Extrait:
____

« Espaces de questionnement et de méditation »

Tribune libre
Publié le 16 août 2010

Mes sentiments face aux peintures de Soulages m’ont surpris par leur parenté avec des sentiments provoqués par mes activités de recherche et d’enseignement en mathématiques.

Il y a quelques mois j’ai visité la retrospective consacrée à Pierre Soulages au Centre Pompidou de Paris. J’ai hésité avant d’y aller, car j’avais des idées préconçues réductrices sur sa peinture, que je croyais pauvrement consacrée au noir.

J’y fus ébloui par la richesse des sortes de noir, par les mouvements et les formes, par les jeux du noir avec la lumière et les autres couleurs, surgissant parfois avec impétuosité d’un interstice dans un océan noir ! Soudain, le pouvoir simplificateur du langage, certes indispensable, se révélait terriblement traître. J’avais failli passer à côté de cette expérience incroyable car ma compréhension de la notion de noir était aussi réduite que le mot était court !

____

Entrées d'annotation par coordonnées
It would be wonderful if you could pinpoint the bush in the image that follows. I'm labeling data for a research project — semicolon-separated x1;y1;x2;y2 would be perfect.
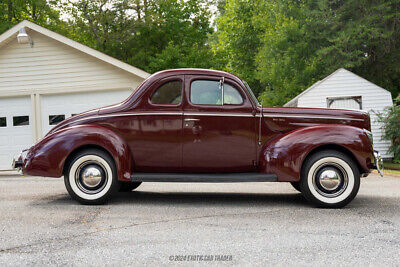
378;95;400;163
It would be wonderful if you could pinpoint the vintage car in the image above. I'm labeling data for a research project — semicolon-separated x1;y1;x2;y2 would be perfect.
13;69;381;207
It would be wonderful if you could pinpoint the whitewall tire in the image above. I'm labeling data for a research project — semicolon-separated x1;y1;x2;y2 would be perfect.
64;149;119;204
300;150;360;208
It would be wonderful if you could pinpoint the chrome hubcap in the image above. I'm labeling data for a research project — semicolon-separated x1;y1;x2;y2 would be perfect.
313;162;348;197
81;167;102;187
318;169;341;190
75;161;108;194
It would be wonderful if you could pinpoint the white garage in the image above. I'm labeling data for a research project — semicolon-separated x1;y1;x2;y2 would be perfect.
0;21;149;170
284;69;393;158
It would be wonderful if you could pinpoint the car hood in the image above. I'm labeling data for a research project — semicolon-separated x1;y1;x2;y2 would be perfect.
46;108;100;136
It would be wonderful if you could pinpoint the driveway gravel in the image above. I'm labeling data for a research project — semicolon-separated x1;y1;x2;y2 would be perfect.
0;174;400;266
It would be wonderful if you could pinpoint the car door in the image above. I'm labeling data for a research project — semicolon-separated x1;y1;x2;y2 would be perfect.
129;75;184;172
182;75;257;172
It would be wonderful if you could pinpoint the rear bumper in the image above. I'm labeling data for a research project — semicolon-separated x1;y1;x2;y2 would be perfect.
374;150;383;177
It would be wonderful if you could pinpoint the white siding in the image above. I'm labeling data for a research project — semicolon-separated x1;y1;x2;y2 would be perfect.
0;31;143;93
297;69;393;158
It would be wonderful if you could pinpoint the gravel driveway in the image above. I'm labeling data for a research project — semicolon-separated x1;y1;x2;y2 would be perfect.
0;175;400;266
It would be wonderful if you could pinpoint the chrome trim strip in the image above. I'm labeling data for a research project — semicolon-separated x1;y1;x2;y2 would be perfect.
263;114;364;121
76;112;364;122
183;112;255;118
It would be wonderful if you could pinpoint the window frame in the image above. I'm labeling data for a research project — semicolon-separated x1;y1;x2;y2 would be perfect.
147;76;185;107
188;76;247;107
0;116;8;129
326;95;363;110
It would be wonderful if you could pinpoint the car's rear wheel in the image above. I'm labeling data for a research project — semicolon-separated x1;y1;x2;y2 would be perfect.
300;150;360;208
119;182;142;192
64;149;119;204
290;182;301;192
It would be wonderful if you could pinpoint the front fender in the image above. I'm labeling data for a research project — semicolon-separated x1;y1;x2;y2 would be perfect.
22;125;133;181
260;124;373;182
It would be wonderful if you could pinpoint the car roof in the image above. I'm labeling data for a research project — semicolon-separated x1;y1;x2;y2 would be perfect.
148;68;242;82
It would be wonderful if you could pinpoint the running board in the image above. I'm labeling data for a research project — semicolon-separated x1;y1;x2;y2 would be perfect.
131;172;278;183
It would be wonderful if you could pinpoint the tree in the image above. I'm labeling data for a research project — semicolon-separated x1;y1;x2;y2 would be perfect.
213;0;263;95
64;0;217;72
378;95;400;163
0;0;62;33
215;0;400;105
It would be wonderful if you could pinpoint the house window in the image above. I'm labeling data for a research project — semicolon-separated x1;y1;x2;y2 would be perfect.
49;115;65;125
151;81;182;105
326;96;362;109
0;117;7;127
13;116;29;126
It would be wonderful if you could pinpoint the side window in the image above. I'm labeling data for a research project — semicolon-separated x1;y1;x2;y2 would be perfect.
150;81;182;105
224;83;243;105
49;115;65;125
0;117;7;127
190;80;243;105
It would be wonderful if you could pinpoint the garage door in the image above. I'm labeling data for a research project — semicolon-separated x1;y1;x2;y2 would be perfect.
41;90;132;135
0;97;33;170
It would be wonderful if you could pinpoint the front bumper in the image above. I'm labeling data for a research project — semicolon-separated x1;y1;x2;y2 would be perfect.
12;149;28;171
374;150;383;177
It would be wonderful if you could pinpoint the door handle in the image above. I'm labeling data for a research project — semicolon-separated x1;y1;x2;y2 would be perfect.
185;118;200;127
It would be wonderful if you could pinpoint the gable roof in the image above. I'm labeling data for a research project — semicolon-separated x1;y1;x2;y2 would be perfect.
0;20;150;79
283;68;389;107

____

Consigne: Reproduisez à l'identique la tribune sur Soulages, de « Mes sentiments face » jusqu'à « d’enseignement en mathématiques. » inclus.

Solution:
Mes sentiments face aux peintures de Soulages m’ont surpris par leur parenté avec des sentiments provoqués par mes activités de recherche et d’enseignement en mathématiques.